--- BEGIN ---
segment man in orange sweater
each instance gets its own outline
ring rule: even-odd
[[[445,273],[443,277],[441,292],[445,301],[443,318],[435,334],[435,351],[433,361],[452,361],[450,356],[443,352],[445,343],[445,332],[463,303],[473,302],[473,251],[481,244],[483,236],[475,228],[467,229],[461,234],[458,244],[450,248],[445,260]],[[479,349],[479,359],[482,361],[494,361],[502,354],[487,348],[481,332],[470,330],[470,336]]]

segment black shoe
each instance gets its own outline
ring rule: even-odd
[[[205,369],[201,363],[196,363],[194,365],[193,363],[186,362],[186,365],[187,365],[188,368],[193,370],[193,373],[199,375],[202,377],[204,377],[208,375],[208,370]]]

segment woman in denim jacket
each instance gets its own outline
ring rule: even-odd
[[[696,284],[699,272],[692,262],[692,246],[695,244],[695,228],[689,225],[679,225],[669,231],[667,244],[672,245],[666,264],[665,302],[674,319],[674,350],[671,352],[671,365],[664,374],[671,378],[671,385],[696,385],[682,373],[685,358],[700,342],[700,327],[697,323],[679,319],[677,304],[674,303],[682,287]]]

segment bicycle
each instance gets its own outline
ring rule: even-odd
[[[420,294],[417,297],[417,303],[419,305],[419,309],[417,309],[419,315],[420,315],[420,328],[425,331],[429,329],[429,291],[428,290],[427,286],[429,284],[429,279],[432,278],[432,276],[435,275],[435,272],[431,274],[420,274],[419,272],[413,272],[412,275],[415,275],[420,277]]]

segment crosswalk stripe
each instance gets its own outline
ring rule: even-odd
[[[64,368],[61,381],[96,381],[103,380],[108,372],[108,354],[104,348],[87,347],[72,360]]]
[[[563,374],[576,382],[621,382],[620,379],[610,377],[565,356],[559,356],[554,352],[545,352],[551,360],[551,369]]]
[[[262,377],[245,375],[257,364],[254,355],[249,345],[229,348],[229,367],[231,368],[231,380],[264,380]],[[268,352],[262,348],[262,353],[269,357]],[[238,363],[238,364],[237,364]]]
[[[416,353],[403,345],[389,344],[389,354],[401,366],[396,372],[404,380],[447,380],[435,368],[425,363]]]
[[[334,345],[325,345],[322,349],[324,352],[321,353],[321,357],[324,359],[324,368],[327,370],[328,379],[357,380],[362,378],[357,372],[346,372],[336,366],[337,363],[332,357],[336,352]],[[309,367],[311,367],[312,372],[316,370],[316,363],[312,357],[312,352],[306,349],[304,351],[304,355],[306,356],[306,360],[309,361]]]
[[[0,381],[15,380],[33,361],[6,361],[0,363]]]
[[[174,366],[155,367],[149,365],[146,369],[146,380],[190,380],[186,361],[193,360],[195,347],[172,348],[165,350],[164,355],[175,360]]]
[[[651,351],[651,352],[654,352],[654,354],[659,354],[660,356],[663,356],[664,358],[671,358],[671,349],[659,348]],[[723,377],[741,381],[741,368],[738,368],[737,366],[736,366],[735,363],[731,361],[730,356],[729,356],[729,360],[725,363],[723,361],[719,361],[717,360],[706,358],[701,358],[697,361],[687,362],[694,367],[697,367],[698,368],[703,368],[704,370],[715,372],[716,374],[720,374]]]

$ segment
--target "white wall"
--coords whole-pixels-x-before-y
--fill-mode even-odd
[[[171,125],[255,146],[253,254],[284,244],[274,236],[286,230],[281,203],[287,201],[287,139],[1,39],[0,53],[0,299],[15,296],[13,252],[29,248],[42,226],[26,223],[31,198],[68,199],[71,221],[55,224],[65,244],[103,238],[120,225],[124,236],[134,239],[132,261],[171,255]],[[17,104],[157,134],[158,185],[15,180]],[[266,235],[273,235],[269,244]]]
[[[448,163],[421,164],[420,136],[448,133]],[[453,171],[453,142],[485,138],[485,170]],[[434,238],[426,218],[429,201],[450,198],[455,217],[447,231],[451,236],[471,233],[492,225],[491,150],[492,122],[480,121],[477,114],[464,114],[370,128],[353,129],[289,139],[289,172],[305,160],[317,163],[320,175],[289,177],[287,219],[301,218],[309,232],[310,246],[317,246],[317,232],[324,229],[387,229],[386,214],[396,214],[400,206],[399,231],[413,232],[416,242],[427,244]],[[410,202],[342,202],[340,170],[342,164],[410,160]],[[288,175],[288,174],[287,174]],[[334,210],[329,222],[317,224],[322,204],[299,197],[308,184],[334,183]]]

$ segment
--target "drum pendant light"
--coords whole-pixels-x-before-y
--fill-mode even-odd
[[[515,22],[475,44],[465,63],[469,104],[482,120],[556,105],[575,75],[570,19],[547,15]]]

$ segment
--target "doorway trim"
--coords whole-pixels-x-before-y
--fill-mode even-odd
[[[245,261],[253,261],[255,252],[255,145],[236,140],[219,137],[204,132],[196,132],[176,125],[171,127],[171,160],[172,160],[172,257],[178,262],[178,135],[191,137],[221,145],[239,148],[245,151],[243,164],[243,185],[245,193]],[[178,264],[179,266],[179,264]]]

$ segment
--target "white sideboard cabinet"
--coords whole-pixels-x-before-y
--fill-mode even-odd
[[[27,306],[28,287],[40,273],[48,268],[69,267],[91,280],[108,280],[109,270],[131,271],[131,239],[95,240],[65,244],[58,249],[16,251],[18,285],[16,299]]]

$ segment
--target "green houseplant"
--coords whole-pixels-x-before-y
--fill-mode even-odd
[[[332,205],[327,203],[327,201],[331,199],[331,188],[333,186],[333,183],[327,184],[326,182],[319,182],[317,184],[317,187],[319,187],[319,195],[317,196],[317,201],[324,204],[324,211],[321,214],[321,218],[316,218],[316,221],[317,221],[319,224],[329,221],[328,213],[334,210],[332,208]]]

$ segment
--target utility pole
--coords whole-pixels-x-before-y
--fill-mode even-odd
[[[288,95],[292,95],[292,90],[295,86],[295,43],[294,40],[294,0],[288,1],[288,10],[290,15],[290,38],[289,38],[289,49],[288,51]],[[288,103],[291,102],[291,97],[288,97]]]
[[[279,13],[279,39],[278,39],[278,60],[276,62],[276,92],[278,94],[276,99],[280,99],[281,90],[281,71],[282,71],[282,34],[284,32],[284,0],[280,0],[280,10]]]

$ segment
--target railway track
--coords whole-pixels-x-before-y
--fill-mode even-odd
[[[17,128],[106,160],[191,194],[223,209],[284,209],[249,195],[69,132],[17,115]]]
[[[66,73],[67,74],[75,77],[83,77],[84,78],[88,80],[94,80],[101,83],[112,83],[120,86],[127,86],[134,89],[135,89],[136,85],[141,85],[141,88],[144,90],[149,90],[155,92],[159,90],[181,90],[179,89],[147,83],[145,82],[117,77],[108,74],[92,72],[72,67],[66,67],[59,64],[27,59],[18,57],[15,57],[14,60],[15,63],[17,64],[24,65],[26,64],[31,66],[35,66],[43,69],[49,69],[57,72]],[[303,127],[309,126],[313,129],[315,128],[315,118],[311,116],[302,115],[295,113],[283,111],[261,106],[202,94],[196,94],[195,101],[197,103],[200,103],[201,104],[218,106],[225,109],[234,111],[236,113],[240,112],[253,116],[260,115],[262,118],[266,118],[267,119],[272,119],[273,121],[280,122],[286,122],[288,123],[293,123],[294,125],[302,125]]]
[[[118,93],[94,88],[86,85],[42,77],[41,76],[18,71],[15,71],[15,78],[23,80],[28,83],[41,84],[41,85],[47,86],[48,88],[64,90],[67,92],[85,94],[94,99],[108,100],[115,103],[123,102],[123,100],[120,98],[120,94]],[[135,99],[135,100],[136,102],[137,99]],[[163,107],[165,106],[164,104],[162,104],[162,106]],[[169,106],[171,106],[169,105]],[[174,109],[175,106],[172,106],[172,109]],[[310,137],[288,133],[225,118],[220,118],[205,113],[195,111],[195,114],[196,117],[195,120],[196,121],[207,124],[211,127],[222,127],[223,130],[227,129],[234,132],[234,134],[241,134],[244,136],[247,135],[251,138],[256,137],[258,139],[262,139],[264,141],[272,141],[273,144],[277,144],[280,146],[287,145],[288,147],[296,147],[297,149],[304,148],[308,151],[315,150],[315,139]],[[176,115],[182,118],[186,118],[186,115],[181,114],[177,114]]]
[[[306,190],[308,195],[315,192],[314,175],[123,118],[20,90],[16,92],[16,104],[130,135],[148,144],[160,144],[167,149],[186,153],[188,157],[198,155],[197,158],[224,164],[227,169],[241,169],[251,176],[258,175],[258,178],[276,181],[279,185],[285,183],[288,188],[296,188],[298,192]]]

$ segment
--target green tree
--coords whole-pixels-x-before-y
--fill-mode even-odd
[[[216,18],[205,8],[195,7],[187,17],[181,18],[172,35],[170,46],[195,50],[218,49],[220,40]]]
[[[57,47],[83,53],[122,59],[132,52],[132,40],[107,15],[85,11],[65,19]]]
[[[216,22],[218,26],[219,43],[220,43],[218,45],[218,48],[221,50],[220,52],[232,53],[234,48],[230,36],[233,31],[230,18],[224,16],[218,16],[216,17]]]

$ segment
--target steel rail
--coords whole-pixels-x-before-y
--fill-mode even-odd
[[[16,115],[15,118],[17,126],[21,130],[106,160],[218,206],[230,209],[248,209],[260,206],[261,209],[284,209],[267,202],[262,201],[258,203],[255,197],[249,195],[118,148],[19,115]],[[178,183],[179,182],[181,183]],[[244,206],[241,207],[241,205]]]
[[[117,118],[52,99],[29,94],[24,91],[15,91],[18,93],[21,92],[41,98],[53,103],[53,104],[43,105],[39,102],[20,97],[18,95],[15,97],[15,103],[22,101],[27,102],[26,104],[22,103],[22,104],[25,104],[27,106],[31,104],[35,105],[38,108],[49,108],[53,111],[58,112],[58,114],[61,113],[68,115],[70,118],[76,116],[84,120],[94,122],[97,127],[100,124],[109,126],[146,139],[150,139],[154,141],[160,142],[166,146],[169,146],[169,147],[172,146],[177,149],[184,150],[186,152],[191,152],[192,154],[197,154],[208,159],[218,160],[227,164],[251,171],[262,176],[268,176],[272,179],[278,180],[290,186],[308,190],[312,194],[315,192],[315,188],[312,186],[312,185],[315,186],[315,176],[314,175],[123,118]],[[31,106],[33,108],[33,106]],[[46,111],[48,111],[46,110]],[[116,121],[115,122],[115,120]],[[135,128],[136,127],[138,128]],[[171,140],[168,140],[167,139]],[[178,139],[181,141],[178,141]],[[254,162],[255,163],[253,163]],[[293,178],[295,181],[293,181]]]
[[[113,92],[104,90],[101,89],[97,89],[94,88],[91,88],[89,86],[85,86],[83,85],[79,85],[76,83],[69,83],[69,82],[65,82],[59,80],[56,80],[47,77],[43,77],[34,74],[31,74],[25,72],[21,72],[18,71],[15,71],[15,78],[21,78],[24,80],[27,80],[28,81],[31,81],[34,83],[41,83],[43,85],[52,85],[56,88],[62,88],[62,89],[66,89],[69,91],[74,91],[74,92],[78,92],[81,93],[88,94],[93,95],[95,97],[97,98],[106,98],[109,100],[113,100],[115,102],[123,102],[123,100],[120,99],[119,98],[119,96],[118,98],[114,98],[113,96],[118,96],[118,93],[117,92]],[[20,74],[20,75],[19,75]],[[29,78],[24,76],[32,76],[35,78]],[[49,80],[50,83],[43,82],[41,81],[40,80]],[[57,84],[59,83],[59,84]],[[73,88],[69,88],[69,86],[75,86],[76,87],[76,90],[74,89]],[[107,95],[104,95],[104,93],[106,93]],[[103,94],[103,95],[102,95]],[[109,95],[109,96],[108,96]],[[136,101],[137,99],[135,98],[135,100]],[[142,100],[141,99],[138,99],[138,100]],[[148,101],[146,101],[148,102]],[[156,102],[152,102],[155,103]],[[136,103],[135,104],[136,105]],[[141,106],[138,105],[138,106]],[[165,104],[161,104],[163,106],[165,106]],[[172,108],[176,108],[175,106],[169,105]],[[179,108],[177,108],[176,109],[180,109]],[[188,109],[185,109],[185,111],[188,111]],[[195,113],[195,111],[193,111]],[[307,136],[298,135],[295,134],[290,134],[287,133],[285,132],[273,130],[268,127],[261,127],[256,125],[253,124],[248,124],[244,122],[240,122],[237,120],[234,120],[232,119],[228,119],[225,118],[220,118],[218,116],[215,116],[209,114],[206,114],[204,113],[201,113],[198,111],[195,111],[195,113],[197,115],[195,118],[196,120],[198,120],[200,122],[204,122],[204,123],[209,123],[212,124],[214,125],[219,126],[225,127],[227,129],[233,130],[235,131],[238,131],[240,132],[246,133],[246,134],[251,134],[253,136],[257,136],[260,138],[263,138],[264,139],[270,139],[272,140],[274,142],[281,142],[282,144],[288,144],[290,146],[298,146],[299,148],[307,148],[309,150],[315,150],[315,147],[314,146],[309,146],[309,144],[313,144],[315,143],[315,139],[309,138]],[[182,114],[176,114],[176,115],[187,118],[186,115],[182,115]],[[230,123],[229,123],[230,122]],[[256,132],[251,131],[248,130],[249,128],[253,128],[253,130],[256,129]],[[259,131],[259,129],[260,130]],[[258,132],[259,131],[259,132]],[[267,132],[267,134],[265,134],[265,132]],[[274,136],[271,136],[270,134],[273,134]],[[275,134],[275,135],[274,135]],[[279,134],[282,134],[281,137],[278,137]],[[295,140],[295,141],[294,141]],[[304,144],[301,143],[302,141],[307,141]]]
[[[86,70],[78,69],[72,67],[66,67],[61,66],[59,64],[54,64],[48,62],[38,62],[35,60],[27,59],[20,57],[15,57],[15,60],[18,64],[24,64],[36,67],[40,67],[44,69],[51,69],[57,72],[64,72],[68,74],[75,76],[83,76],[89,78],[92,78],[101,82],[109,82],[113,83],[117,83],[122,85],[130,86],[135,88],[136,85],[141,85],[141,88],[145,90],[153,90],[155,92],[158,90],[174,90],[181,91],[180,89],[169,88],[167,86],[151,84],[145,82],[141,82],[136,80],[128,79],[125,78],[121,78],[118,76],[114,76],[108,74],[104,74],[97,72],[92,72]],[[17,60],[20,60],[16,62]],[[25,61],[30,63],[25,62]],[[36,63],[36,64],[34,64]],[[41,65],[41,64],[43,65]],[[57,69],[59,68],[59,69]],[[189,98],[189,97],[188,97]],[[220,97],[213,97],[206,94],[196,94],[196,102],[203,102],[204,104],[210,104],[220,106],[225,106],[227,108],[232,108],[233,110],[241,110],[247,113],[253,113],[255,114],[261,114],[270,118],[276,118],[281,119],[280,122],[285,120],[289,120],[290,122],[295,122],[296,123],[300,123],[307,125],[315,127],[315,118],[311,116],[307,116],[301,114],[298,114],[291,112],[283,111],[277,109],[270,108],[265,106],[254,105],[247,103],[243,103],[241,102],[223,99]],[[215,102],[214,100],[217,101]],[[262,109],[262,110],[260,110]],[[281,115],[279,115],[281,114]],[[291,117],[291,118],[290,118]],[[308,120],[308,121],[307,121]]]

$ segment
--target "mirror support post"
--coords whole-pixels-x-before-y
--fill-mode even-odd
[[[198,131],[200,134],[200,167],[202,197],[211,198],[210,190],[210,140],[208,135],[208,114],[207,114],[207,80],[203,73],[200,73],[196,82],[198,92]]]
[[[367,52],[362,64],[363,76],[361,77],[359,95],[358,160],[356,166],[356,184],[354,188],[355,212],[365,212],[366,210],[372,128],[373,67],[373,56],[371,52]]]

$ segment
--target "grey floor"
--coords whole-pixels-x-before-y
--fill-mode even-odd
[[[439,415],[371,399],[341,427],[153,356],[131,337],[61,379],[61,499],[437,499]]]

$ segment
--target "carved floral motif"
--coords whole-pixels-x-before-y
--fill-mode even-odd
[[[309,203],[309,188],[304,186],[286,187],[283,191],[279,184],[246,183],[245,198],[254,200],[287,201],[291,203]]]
--- END ---
*WRITTEN PROBLEM*:
Locate and copy out, in full, every line of the material above that contains the word "green".

*WRITTEN SOLUTION*:
--target "green houseplant"
--target green tree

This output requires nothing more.